[Items listed in a dataset]

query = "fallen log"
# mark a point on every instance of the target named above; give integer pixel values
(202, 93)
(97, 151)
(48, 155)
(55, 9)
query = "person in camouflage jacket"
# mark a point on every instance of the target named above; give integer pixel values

_The exercise_.
Can you copy all of the entries above line by line, without changing a single character?

_Solved exercise_.
query = "fallen log"
# mark a point on every instance of the target named above; give integer pixel values
(202, 93)
(97, 151)
(48, 155)
(55, 9)
query = "person in camouflage jacket"
# mark a point on every instance of the target named above; give integer pixel values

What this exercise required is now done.